■ **WHAT TO WORK ON**
Your answer must consist solely of the lines from the start of the entries below through the line with "250L602 391L672 392L736", unchanged.

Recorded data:
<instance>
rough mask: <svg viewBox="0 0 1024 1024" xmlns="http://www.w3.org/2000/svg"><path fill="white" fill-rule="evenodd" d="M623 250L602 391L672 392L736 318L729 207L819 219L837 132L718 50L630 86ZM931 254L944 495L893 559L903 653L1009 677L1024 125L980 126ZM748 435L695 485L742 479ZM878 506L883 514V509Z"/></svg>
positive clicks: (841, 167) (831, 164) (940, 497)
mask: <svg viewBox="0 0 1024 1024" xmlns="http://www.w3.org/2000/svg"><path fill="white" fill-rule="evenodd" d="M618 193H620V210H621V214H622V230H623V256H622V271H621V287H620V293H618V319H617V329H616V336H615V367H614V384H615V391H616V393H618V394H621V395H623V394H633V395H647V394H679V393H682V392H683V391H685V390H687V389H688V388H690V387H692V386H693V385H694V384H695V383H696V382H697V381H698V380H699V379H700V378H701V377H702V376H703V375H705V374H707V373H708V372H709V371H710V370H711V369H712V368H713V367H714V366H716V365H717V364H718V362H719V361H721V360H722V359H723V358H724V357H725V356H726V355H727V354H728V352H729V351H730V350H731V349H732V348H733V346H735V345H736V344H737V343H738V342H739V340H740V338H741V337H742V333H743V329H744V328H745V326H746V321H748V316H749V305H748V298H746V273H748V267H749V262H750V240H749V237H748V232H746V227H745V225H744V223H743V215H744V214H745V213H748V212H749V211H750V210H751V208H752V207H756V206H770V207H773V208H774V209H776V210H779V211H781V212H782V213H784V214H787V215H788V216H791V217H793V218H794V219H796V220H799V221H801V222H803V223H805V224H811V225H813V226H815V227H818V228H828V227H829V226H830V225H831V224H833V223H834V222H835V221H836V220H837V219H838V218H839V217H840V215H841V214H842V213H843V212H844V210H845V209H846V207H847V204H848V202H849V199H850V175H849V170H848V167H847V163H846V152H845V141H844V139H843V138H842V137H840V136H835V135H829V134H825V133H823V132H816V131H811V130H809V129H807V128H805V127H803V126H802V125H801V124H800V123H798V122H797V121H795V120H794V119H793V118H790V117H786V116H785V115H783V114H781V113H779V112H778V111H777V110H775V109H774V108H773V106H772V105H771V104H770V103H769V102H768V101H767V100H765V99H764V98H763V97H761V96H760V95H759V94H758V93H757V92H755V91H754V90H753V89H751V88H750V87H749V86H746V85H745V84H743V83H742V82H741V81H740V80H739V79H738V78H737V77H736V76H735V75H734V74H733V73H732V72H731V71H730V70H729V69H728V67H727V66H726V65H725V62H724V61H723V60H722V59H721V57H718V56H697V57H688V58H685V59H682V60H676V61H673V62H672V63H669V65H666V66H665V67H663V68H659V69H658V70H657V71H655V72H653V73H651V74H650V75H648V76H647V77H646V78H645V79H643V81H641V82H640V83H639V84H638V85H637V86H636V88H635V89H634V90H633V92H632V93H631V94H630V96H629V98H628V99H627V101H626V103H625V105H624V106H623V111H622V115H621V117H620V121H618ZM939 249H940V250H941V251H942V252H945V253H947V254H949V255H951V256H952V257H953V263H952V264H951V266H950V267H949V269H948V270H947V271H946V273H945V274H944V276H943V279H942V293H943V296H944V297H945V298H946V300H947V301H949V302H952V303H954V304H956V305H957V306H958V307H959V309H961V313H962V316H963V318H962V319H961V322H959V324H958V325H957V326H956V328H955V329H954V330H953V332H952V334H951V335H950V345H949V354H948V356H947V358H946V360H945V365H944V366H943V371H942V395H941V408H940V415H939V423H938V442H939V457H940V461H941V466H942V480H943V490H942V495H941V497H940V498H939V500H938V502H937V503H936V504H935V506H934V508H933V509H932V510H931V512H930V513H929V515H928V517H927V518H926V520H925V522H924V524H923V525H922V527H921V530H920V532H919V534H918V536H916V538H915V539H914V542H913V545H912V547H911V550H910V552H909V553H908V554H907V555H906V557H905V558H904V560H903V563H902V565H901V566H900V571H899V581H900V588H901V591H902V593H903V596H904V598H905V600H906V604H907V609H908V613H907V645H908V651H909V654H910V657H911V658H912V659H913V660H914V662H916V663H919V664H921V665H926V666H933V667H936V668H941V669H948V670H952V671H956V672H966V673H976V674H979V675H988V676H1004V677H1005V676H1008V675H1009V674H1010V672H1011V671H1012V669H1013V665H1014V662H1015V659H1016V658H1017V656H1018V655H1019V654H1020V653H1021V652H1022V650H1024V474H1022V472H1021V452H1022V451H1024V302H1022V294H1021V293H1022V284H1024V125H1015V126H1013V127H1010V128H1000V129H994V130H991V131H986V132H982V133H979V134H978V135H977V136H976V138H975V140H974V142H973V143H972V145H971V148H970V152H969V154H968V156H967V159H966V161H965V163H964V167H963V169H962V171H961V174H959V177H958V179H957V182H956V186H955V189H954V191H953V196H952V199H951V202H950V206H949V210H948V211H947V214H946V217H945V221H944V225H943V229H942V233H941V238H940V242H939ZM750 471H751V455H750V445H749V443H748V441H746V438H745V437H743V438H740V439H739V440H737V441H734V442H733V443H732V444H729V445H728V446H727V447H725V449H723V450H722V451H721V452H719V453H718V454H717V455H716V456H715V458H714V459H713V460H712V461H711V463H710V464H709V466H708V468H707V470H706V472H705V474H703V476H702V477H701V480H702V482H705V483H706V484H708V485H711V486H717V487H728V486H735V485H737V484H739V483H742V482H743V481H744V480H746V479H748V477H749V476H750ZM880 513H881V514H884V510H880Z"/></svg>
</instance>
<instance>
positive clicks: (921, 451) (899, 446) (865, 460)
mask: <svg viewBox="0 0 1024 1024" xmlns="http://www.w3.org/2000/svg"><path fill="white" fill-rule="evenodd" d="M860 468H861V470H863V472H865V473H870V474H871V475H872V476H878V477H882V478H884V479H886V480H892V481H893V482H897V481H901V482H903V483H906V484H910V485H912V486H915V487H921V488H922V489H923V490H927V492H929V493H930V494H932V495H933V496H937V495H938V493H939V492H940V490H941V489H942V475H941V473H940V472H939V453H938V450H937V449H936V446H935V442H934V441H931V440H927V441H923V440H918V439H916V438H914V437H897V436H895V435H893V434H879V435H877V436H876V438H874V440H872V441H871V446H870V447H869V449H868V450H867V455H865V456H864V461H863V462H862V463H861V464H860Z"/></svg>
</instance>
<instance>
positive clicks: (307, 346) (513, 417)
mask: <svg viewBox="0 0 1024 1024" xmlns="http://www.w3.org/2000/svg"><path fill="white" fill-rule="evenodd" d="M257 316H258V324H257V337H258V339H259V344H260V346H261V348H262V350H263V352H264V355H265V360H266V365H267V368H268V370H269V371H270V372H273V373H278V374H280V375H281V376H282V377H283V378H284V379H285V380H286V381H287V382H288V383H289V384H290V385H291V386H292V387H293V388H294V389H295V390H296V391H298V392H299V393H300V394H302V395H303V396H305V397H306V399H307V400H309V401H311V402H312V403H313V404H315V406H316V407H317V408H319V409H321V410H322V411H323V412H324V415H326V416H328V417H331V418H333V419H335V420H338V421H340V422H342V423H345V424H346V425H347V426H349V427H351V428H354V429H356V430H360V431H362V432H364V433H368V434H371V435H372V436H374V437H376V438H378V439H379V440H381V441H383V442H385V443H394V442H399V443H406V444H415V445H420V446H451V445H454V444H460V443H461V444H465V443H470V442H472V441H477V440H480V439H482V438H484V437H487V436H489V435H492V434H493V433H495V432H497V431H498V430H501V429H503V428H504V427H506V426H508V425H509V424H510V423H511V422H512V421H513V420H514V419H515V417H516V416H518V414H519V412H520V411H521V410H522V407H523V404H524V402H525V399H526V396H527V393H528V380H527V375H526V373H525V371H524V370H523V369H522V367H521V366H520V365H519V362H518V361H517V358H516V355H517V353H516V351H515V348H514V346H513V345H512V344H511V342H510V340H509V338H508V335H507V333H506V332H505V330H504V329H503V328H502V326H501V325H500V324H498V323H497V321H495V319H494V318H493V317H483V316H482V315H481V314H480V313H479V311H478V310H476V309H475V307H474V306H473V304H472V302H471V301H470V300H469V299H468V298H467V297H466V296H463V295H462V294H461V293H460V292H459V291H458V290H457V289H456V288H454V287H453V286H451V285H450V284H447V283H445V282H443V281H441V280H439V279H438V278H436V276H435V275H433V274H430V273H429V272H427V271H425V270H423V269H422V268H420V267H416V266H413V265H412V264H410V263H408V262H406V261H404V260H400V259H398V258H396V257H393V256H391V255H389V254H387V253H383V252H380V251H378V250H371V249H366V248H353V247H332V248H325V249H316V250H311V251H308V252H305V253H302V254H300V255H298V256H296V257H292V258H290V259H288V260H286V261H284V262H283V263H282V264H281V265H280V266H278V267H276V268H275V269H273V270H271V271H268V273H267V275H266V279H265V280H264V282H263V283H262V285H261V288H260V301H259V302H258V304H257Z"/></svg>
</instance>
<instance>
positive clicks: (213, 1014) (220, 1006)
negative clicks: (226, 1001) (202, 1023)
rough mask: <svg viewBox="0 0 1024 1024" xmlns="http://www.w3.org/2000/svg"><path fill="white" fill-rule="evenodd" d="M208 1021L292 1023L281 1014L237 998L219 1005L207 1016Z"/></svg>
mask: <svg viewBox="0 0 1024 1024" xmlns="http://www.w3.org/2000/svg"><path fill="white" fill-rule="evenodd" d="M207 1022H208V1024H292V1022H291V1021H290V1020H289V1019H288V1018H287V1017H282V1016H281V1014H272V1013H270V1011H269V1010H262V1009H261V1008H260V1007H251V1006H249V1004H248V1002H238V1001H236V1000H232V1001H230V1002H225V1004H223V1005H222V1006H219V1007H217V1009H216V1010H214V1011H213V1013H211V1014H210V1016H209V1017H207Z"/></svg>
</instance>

■ **RESPONSE TO THE TASK**
<instance>
rough mask: <svg viewBox="0 0 1024 1024" xmlns="http://www.w3.org/2000/svg"><path fill="white" fill-rule="evenodd" d="M623 250L602 391L672 392L736 318L729 207L819 219L837 132L718 50L630 86ZM931 254L944 495L893 559L903 653L1009 677L1024 125L980 126ZM748 435L695 485L742 479ZM878 506L883 514V509Z"/></svg>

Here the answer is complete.